◆ **DIRECTIONS FOR THIS TASK**: Each line of the material below should be reproduced exactly.

◆ **SOURCE RECORDS**:
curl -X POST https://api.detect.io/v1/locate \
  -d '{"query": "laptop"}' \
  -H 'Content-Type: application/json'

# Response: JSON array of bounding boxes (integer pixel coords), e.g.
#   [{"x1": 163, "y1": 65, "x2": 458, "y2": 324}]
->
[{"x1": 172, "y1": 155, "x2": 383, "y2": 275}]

◆ **TASK ANSWER**:
curl -X POST https://api.detect.io/v1/locate \
  -d '{"query": "laptop"}' \
  -H 'Content-Type: application/json'

# Response: JSON array of bounding boxes (integer pixel coords), e.g.
#   [{"x1": 163, "y1": 65, "x2": 458, "y2": 324}]
->
[{"x1": 172, "y1": 155, "x2": 383, "y2": 275}]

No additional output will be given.